### WHAT IS EXPECTED
Begin at the line that contains "Task: put a point on every instance of the calm" and repeat every line from there to the end of the records below, inclusive, without adding any other line.

[RECORD EXTRACTS]

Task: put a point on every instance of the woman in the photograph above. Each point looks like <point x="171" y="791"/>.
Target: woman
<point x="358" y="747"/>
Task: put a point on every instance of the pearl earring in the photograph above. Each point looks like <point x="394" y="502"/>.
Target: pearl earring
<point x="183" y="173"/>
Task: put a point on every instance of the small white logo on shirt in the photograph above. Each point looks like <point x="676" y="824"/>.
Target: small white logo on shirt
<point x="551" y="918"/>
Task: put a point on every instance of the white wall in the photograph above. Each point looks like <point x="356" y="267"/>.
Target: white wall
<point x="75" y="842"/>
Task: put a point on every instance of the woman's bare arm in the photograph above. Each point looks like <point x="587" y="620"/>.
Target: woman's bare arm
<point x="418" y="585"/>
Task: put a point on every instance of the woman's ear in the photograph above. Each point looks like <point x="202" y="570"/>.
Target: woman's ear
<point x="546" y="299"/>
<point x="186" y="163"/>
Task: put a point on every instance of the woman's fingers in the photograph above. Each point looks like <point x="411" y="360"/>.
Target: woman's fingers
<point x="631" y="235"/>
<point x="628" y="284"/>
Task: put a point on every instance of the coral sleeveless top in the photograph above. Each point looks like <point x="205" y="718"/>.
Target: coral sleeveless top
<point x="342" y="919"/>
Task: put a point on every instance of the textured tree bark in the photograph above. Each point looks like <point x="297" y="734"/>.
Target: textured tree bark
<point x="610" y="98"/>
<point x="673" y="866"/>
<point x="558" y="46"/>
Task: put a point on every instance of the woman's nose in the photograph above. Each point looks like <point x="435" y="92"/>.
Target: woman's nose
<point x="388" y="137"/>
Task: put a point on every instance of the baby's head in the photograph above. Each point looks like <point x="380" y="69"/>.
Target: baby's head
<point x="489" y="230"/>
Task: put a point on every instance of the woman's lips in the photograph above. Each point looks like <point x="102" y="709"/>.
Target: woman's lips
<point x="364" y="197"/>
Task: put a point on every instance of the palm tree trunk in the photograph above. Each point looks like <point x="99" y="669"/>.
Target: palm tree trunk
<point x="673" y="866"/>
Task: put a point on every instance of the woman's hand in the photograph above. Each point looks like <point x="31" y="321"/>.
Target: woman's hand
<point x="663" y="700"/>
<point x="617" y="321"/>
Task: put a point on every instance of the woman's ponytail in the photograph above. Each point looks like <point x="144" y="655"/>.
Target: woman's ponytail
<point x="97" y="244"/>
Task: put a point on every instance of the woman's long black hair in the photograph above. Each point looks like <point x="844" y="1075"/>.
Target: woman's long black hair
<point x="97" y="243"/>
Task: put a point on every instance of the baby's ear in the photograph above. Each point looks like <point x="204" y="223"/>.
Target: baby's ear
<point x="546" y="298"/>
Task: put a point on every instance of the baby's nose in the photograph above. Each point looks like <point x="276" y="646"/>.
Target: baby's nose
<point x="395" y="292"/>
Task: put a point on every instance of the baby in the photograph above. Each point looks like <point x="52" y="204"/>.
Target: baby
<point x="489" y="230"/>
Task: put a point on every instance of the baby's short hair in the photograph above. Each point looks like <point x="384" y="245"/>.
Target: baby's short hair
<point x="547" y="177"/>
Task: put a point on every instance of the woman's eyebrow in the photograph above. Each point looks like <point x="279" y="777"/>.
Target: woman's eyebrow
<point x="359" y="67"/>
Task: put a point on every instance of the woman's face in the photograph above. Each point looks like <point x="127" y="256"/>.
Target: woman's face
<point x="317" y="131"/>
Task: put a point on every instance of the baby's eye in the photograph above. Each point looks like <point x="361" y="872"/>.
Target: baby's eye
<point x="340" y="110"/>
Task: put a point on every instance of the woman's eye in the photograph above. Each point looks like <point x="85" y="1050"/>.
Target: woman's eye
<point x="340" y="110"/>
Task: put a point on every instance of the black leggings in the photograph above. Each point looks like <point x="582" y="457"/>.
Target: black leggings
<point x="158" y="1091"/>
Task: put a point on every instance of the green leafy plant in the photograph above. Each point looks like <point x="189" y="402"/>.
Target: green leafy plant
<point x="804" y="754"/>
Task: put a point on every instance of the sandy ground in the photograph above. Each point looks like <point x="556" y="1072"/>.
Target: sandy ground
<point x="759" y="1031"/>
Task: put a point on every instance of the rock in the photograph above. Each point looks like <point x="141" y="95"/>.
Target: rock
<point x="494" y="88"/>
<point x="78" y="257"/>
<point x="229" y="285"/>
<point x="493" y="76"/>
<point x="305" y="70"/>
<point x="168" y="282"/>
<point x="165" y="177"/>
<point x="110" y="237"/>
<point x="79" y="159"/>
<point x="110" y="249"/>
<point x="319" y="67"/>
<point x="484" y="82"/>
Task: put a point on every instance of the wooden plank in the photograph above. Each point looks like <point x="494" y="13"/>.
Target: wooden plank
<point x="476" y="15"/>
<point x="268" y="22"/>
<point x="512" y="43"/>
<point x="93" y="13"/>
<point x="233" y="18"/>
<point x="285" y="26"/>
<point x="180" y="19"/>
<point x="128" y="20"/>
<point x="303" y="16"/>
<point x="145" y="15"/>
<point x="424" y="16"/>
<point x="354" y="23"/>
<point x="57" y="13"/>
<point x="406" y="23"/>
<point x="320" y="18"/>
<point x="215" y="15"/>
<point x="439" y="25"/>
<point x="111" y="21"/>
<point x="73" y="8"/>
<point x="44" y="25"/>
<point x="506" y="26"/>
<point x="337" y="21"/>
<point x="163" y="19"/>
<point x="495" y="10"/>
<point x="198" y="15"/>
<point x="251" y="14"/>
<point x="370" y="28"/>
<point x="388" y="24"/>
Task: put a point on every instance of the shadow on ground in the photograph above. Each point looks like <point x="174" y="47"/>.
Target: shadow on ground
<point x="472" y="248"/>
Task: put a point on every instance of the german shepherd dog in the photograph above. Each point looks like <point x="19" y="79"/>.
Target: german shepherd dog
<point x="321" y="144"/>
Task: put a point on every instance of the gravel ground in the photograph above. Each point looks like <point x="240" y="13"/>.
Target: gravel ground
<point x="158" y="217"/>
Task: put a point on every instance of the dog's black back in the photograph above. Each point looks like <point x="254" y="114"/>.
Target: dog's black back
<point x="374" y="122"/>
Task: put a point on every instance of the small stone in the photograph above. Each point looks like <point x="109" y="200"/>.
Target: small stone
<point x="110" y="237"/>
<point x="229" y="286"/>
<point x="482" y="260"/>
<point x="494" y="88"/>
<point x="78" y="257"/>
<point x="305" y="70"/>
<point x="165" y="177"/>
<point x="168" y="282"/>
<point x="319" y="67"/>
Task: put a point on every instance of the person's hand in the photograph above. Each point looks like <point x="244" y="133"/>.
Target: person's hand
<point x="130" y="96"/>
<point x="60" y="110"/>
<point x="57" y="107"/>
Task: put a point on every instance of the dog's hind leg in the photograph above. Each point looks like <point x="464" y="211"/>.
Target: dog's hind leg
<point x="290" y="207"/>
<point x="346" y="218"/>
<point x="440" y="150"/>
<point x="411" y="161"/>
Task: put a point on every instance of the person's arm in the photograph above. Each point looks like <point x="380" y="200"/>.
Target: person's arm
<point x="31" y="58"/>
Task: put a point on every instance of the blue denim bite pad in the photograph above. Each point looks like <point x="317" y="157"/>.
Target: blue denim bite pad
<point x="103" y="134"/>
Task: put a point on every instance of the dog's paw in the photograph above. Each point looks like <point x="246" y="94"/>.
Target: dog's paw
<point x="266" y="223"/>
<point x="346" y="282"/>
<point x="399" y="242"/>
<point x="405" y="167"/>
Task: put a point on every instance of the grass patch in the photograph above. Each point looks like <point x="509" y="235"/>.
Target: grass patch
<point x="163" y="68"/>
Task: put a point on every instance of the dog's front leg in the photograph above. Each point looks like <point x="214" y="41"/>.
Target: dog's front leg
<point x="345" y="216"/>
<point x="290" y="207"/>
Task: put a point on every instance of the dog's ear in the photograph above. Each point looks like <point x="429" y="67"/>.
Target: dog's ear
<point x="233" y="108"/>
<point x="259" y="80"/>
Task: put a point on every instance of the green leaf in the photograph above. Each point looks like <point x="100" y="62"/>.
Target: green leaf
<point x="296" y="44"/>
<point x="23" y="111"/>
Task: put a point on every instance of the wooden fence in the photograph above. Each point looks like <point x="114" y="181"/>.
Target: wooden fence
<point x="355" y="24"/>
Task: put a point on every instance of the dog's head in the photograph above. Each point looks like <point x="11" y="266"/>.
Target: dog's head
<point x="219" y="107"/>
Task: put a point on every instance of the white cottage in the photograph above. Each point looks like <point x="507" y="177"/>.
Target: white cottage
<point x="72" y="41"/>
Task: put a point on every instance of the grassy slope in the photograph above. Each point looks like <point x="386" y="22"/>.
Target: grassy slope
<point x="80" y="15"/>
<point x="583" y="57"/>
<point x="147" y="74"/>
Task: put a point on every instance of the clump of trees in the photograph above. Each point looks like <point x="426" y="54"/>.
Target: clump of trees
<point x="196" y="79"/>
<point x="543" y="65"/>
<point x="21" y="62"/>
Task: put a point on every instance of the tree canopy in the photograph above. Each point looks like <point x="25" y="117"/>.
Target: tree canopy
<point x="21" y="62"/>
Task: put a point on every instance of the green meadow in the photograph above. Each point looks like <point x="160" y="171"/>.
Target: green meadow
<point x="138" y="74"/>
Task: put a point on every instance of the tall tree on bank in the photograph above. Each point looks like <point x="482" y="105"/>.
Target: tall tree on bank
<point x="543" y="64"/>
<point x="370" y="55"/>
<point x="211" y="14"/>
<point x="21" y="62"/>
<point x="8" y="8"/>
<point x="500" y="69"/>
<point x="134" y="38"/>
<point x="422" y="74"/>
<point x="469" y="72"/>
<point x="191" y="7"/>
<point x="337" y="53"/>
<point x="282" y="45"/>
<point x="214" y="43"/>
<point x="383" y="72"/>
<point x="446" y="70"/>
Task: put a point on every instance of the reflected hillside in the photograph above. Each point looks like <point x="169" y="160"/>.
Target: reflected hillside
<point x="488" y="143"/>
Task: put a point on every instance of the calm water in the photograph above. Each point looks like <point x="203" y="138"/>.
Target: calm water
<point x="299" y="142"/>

[/RECORD EXTRACTS]

### ANSWER FOR THE TASK
Task: put a point on every instance of the calm water in the photograph above. Each point looks like <point x="203" y="138"/>.
Target: calm water
<point x="299" y="142"/>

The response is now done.